▸ REQUEST
Recast the records below as a JSON list of strings, one string per line, with blank lines left out. Leave the pictures out of the answer.

▸ PROVIDED DATA
====
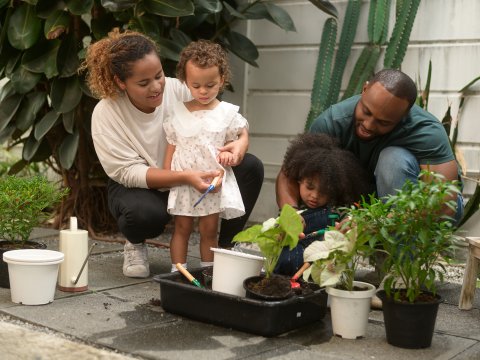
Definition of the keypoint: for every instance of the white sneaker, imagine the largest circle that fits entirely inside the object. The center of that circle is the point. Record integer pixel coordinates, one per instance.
(135, 262)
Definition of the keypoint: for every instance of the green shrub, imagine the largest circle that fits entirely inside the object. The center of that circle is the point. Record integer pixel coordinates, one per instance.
(24, 204)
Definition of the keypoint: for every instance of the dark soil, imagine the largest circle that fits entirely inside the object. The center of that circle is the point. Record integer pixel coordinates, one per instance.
(275, 286)
(423, 297)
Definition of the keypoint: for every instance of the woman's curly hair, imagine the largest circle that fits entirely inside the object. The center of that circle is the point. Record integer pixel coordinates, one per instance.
(114, 56)
(205, 54)
(339, 172)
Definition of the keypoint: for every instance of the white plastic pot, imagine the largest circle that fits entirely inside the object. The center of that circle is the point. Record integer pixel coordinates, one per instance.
(33, 275)
(230, 268)
(350, 309)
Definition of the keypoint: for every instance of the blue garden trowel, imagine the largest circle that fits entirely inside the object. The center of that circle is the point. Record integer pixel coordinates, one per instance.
(211, 187)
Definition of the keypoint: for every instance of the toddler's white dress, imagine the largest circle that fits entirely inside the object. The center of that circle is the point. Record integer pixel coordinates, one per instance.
(196, 136)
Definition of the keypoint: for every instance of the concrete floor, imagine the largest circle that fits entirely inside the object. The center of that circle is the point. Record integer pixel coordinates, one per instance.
(119, 318)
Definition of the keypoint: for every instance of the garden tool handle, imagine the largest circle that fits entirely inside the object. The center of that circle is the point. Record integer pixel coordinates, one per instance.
(83, 265)
(300, 271)
(187, 274)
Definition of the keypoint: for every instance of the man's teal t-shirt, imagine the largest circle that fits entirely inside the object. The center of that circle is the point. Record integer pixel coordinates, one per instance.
(419, 132)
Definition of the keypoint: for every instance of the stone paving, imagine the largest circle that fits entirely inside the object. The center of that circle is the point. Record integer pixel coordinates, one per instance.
(118, 318)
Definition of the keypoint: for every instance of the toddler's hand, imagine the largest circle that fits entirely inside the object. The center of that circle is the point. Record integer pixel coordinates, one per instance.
(226, 158)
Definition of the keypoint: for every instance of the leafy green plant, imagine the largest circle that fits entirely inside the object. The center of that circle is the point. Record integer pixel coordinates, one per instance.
(273, 235)
(336, 258)
(24, 204)
(45, 105)
(413, 231)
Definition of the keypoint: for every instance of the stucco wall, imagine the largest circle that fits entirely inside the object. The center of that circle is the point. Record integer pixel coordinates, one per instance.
(276, 96)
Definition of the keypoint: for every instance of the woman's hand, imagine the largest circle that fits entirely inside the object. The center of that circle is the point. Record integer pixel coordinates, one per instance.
(236, 148)
(201, 180)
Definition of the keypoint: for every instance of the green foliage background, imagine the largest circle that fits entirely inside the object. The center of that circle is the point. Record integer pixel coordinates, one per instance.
(45, 106)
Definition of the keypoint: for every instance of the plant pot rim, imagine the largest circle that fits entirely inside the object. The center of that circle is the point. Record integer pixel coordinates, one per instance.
(383, 296)
(354, 294)
(236, 253)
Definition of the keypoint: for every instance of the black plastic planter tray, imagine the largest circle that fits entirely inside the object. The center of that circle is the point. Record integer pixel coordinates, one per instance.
(265, 318)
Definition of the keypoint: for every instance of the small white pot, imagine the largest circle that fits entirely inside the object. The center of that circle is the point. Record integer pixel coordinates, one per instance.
(230, 268)
(33, 275)
(350, 309)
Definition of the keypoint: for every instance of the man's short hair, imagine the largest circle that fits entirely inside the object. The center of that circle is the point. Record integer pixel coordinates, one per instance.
(397, 83)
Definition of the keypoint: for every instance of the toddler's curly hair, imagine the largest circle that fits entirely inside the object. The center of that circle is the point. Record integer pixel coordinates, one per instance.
(205, 54)
(319, 156)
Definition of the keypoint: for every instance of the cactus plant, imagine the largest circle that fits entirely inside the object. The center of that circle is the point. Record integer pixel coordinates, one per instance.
(377, 29)
(349, 29)
(397, 46)
(321, 82)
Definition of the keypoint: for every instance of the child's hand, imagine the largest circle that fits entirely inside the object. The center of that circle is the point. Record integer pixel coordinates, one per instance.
(226, 158)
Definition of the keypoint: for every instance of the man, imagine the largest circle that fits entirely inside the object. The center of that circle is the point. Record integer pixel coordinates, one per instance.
(392, 138)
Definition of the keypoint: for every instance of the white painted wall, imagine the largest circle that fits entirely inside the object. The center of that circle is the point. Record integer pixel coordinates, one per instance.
(276, 96)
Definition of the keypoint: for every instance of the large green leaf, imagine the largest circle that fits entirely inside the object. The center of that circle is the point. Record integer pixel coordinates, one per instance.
(66, 94)
(118, 5)
(169, 8)
(8, 108)
(30, 147)
(233, 12)
(67, 58)
(23, 80)
(280, 17)
(326, 7)
(28, 112)
(79, 7)
(68, 150)
(56, 24)
(12, 64)
(7, 133)
(242, 47)
(42, 58)
(45, 124)
(68, 120)
(208, 6)
(24, 27)
(6, 53)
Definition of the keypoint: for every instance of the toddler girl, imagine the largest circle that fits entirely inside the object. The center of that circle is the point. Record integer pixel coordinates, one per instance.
(195, 130)
(327, 177)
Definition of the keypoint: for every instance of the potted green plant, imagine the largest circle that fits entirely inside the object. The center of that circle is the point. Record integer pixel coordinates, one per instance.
(333, 264)
(271, 237)
(416, 236)
(25, 202)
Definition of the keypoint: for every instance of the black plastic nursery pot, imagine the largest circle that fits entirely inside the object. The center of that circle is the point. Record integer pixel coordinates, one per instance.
(265, 318)
(5, 246)
(274, 288)
(409, 325)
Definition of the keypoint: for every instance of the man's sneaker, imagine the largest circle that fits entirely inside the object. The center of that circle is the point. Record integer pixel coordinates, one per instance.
(135, 262)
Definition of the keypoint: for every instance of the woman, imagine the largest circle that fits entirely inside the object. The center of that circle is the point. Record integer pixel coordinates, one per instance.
(125, 72)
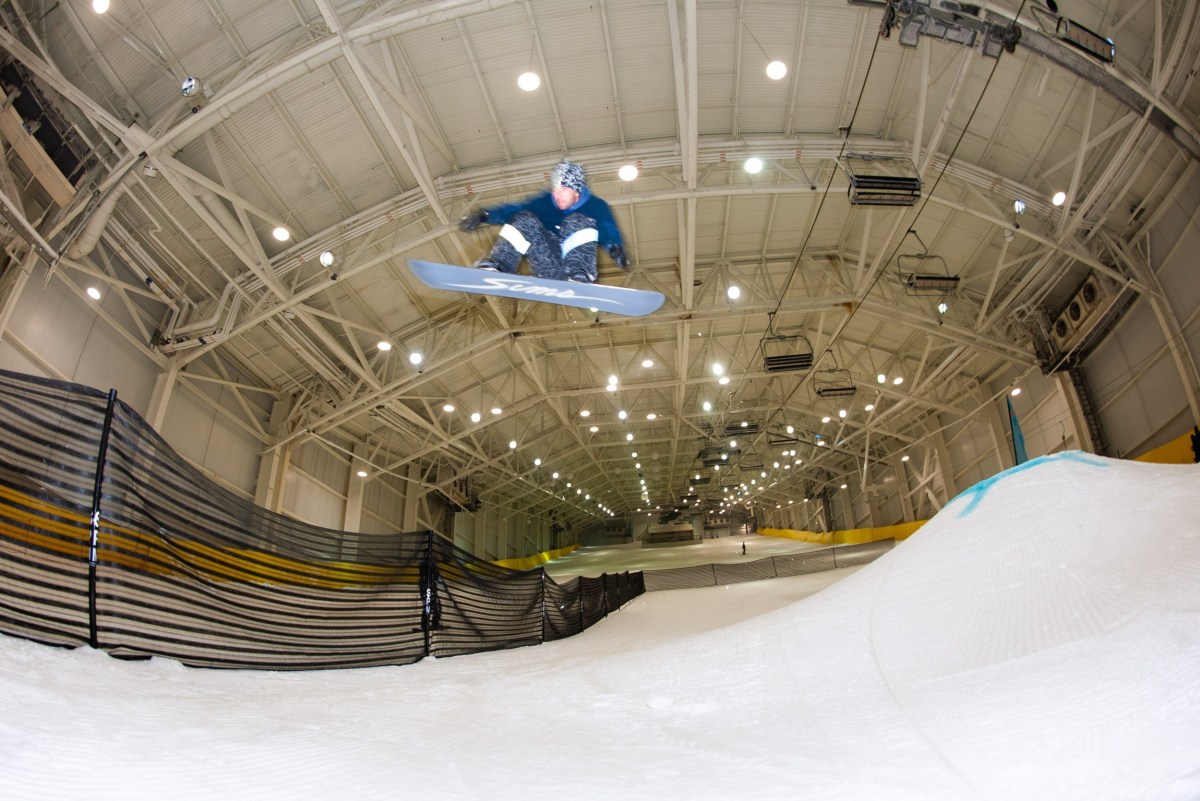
====
▸ WORKED SOLUTION
[
  "Definition of the keypoint: for every instance of the white sneaker, imagine the largest circle that fits entirely inside the object. The center of that circle is the point. Record integer pixel coordinates, one per instance.",
  "(135, 262)",
  "Definition of the keypoint: for every instance of the green shrub, imagine the largest circle that fits entirely inside the object. The center of that circle is the point. Record integer pixel coordinates, one per instance.",
  "(24, 204)",
  "Definition of the keypoint: for every instance of the dark soil, imagine the largest circle that fits entirely inside the object. The center of that circle is the point. Record integer pixel coordinates, one per instance.",
  "(275, 286)",
  "(423, 297)",
  "Definition of the keypoint: for every instance of the woman's curly hair, imagine the largest circle that fits entirely inside the object. The center of that circle is the point. Record integer pixel coordinates, one per instance.",
  "(114, 56)",
  "(205, 54)",
  "(339, 172)",
  "Definition of the keypoint: for every instance of the white plastic pot, imagine the largest circle that fits entirely inside the object. The center of that circle is the point. Record integer pixel coordinates, one per instance.",
  "(33, 275)",
  "(230, 268)",
  "(350, 309)",
  "Definition of the keypoint: for every instance of the blue garden trowel, imagine the largest circle that fits entirely inside the object. The center of that circle is the point. Record integer pixel coordinates, one per instance.",
  "(211, 187)",
  "Definition of the keypoint: for every instance of the toddler's white dress, imagine the largest circle that fits entirely inside the object. The center of that circle is the point. Record integer pixel coordinates, one per instance.",
  "(196, 136)",
  "Definition of the keypoint: for every instance of the concrete floor, imagine the largest circle that fits entirely inside the object. The center of that circle is the point. Record integer pixel coordinates, one per instance.",
  "(119, 318)",
  "Definition of the keypoint: for every instance of the garden tool handle, imagine the largest circle that fits entirely inside the object. The center of that circle is the point. Record integer pixel coordinates, one per instance.",
  "(83, 265)",
  "(300, 271)",
  "(187, 274)",
  "Definition of the keypoint: for every instance of the man's teal t-shirt, imagine the largest circle that fits entirely inside the object. The center of that circle is the point. Record integer pixel coordinates, one per instance.",
  "(419, 132)",
  "Definition of the keypoint: for every instance of the stone paving, imagine the largest circle that fits entirely inside the object. The center of that circle is the point. Record integer pixel coordinates, one per instance.",
  "(118, 318)",
  "Definition of the keypoint: for every instance of the toddler's hand, imagine the largest circle that fits entirely inside the object. The center of that circle is the point. Record integer pixel coordinates, one per instance.",
  "(226, 158)",
  "Definition of the keypoint: for every instance of the leafy green plant, imagine the largest circle that fits entirely inside the object. The center of that circle is the point. Record integer pixel coordinates, one per instance.",
  "(273, 235)",
  "(336, 258)",
  "(24, 204)",
  "(45, 105)",
  "(413, 231)",
  "Definition of the keypoint: for every instance of the stucco wall, imagine the largest circle that fits entirely inside the object. The center of that circle is the point. Record integer pixel coordinates, one per instance.",
  "(276, 96)",
  "Definition of the keypoint: for every instance of the woman's hand, imagine the largest circle that fits entirely inside the object. The center of that circle is the point. Record integer pixel coordinates, one per instance.",
  "(236, 148)",
  "(201, 180)",
  "Definition of the keypoint: for every instance of the green foliage background, imagine the largest circle that fits entirely inside the object. The center of that circle is the point. Record integer pixel coordinates, one per instance.",
  "(45, 106)",
  "Definition of the keypoint: for every instance of the plant pot rim, imagine the largest circle that fits entirely inside the object. The center of that circle is the point. Record integer pixel coordinates, one per instance.",
  "(383, 296)",
  "(354, 294)",
  "(236, 253)",
  "Definition of the keypoint: for every instance of the black plastic planter tray, imagine the largest circle that fits entirely inside the object. The center of that circle is the point. Record integer pixel coordinates, one per instance.",
  "(265, 318)",
  "Definition of the keypoint: for every instance of the small white pot, imagine the largest circle that fits entirely inside the object. The center of that circle is the point. Record integer pixel coordinates, one per instance.",
  "(230, 268)",
  "(33, 275)",
  "(350, 309)",
  "Definition of the keypoint: for every instance of the man's short hair, imagine the largest circle that fits entirely inside the object. The center of that circle is the point. Record integer pixel coordinates, one per instance.",
  "(397, 83)",
  "Definition of the keypoint: for every instance of the toddler's curly hair, imagine the largest circle that fits entirely inside the object. The center of that circle is the point. Record integer pixel coordinates, one per instance.",
  "(205, 54)",
  "(319, 156)",
  "Definition of the keypoint: for every instance of the cactus plant, imagine the largest circle that fits entirely inside the object. The center of that circle is the point. Record integer pixel coordinates, one per instance.",
  "(377, 29)",
  "(349, 29)",
  "(397, 46)",
  "(321, 82)",
  "Definition of the keypoint: for every instance of the child's hand, imagine the largest circle that fits entirely inside the object. The center of that circle is the point. Record integer pixel coordinates, one per instance.",
  "(226, 158)",
  "Definition of the keypoint: for every instance of the man, imagine the largest circle that fits entirely inside the object. The center of that circle is the point. Record integer pixel coordinates, one per instance.",
  "(392, 138)",
  "Definition of the keypoint: for every instance of the white painted wall, imagine the largest circle that fits entirely inside the object. The center of that circle is the point. Record integer pixel coordinates, one per instance.",
  "(276, 96)",
  "Definition of the keypoint: for every instance of the large green leaf, imagine the largest circle that fits entirely inside the object. The center of that circle is the point. Record integer pixel coordinates, one per instance.",
  "(66, 94)",
  "(118, 5)",
  "(169, 8)",
  "(8, 108)",
  "(30, 147)",
  "(233, 12)",
  "(67, 58)",
  "(23, 80)",
  "(280, 17)",
  "(326, 7)",
  "(28, 112)",
  "(79, 7)",
  "(68, 150)",
  "(56, 24)",
  "(12, 64)",
  "(7, 133)",
  "(242, 47)",
  "(42, 58)",
  "(45, 124)",
  "(68, 120)",
  "(208, 6)",
  "(24, 27)",
  "(6, 53)",
  "Definition of the keypoint: for every instance of the toddler girl, imagine the largest circle that fits entirely inside the object. The center of that circle is the point. Record integer pixel coordinates, one per instance.",
  "(195, 130)",
  "(327, 177)",
  "Definition of the keypoint: for every instance of the potted green plant, imagine the largest circle that fits entirely inside the object. The center of that circle is the point. Record integer pixel coordinates, one per instance.",
  "(333, 264)",
  "(271, 237)",
  "(416, 236)",
  "(25, 202)",
  "Definition of the keypoint: for every instance of the black plastic nursery pot, imagine the largest circle that fits entirely inside the object. The center of that circle is the point. Record integer pixel coordinates, one per instance.",
  "(265, 318)",
  "(5, 246)",
  "(274, 288)",
  "(409, 325)",
  "Definition of the keypoint: for every instance of the man's sneaker, imagine the largest circle that fits entirely inside the object. The center of that circle is the point. Record integer pixel coordinates, one per instance.",
  "(135, 262)",
  "Definition of the keypoint: for every instance of the woman, imagine the largest circle that fits entirely inside the object. The center of that circle is the point. Record integer pixel coordinates, one per instance.",
  "(125, 72)"
]